▶ [Excerpt provided]

§ §

Recap of Drupal Dev Days Athens 2026: Insights and our MCP Talk

Last week Giorgi Gagoshidze and I packed our bags and flew to Athens for Drupal Developer Days. The weather turned out nicer than I had expected and since we were on the ground for five days, the trip ended up feeling a little like a short holiday squeezed in between everyday work.

Why I keep coming back to DDD

I always prefer Drupal Dev Days over the bigger conferences. Every year I try to make it to FOSDEM in Brussels for the same reason: it stays close to the foundations, it's nerdy in a good way, and the people in the room are there for engineering, not for the booth swag. DDD takes that one step further for me. It's smaller and more familiar, closer to a reunion than a conference. You bump into people you're working with online and finally every year, get to share a coffee, a beer, or an argument about AI slop :))

This year was no exception. The Greek community pulled off a fantastic event, and Athens turned out to be a very fitting backdrop for a week of conversations about what's next for Drupal.

§ §

▶ [Information given]

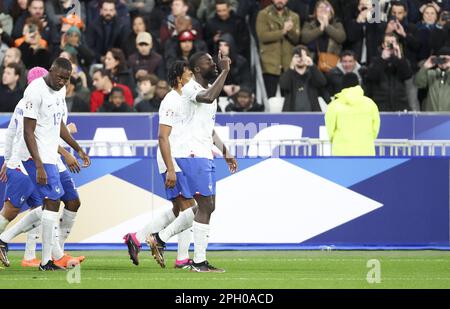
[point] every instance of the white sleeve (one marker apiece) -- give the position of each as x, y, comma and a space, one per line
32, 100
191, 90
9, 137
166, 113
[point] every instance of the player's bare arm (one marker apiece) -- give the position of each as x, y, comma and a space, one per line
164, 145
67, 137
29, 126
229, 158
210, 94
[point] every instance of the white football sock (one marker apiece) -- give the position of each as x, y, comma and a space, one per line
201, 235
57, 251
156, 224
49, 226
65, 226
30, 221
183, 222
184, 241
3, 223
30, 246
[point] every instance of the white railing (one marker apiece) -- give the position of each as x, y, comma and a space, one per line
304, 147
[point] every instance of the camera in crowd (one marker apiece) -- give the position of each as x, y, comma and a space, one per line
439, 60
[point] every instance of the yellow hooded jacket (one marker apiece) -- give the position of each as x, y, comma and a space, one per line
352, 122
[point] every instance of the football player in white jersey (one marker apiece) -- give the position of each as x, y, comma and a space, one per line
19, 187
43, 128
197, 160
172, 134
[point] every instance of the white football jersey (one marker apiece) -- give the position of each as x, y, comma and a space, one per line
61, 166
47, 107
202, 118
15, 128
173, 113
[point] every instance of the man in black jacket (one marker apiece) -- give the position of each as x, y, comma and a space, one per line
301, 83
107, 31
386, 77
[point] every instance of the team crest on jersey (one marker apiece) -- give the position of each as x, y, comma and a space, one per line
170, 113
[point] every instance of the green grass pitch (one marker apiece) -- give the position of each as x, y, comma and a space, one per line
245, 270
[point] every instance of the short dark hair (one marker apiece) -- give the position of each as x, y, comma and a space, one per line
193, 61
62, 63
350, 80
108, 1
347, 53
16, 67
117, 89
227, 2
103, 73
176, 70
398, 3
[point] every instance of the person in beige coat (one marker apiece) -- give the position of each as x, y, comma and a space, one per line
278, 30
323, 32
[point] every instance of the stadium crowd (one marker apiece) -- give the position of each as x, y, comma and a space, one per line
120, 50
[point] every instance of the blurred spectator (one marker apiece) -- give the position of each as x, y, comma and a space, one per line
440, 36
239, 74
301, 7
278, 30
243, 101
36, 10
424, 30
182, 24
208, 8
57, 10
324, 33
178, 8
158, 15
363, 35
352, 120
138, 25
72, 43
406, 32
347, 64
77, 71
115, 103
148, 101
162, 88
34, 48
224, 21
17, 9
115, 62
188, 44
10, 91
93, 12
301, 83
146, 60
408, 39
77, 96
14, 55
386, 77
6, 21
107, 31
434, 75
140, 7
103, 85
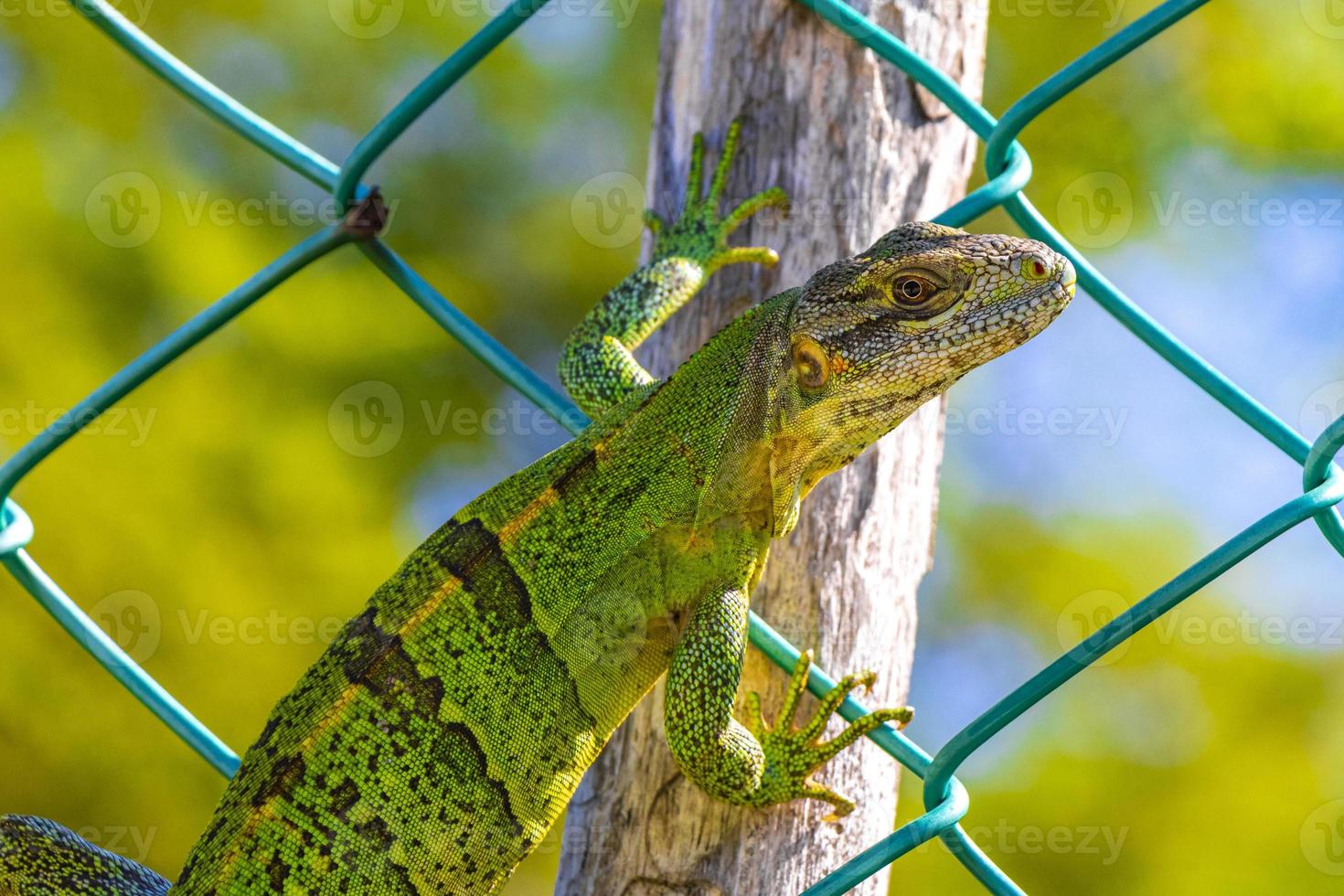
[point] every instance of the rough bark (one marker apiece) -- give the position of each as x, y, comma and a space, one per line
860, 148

§ §

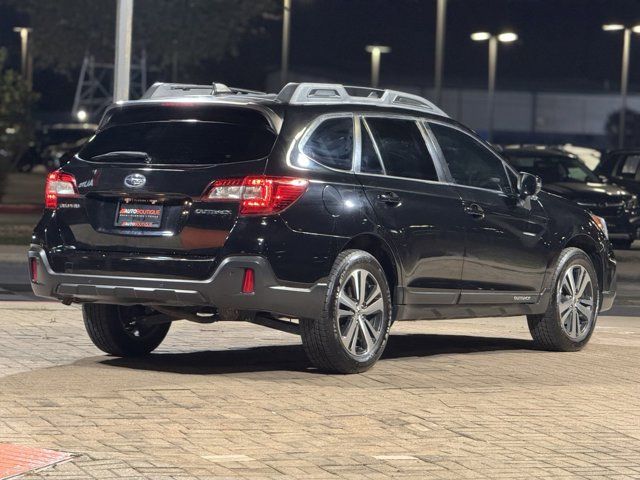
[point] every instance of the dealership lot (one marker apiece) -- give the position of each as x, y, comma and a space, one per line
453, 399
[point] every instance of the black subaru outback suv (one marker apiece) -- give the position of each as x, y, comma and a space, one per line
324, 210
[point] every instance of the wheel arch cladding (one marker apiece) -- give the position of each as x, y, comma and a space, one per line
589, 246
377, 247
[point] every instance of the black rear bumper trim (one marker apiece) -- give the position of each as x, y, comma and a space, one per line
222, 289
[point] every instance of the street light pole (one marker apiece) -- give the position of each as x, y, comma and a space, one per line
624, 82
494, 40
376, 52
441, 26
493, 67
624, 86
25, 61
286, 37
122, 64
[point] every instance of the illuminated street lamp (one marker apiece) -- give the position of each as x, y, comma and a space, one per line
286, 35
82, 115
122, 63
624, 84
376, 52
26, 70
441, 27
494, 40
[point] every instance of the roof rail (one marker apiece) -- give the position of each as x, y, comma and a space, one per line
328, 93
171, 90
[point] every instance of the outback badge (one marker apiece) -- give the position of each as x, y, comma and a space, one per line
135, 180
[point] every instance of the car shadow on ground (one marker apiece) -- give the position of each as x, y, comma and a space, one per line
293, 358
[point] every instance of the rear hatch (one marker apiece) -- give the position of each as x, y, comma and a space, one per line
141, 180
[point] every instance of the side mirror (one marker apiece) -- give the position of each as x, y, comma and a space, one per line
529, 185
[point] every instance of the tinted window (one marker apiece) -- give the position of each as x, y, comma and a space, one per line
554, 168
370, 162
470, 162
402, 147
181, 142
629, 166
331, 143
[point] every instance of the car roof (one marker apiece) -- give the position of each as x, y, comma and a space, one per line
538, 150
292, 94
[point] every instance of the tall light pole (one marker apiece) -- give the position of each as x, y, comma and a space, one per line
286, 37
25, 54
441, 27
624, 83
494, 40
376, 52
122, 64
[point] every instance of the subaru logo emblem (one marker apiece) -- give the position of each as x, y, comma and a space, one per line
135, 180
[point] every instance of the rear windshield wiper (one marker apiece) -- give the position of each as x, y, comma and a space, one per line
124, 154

§ §

▶ [Work to complete]
1. Using the Drupal Dev Days recap, answer these questions:
(a) Who flew to Athens with the writer?
(b) How many days were they on the ground?
(c) Which conference in Brussels does the writer try to attend every year?
2. How would the Drupal Dev Days recap go on? Carry it forward, starting after its last sentence.
The material in the two blocks is separate from the recap and unrelated to it.

▶ [Set of answers]
1.
(a) Giorgi Gagoshidze
(b) Five days
(c) FOSDEM

2.
DDD

A few things that stuck with me

Dries on European digital sovereignty

One of the highlights was the fireside chat between Dries Buytaert and Prof. Dimosthenis Anagnostopoulos, Greece's Secretary General for Information Systems and Digital Governance. The topic was open source in the public sector and EU digital sovereignty — a movement I follow closely online.

It's also relevant for us at Omedia. The EU is one of the markets we operate in, and Georgia is an EU candidate country, so where this conversation lands matters for the work we do. I do agree with Dries's framing: when it comes to real sovereignty, the stack you operate on matters far more than where you operate it. Moving from one cloud to another is a logistics problem. Replacing your software, on the other hand, is a multi-year project with a lot of risk attached. Open source is what makes the difference durable.

Practical AI with Drupal

I really enjoyed was Isabel María Santamaría Rodríguez and Fiorella Moragón Alcaraz's talk on combining AI with the ECA module. It was a hands-on take on practical AI inside Drupal. Sometimes you walk away with a small idea you hadn't considered before, and that's enough to justify the trip.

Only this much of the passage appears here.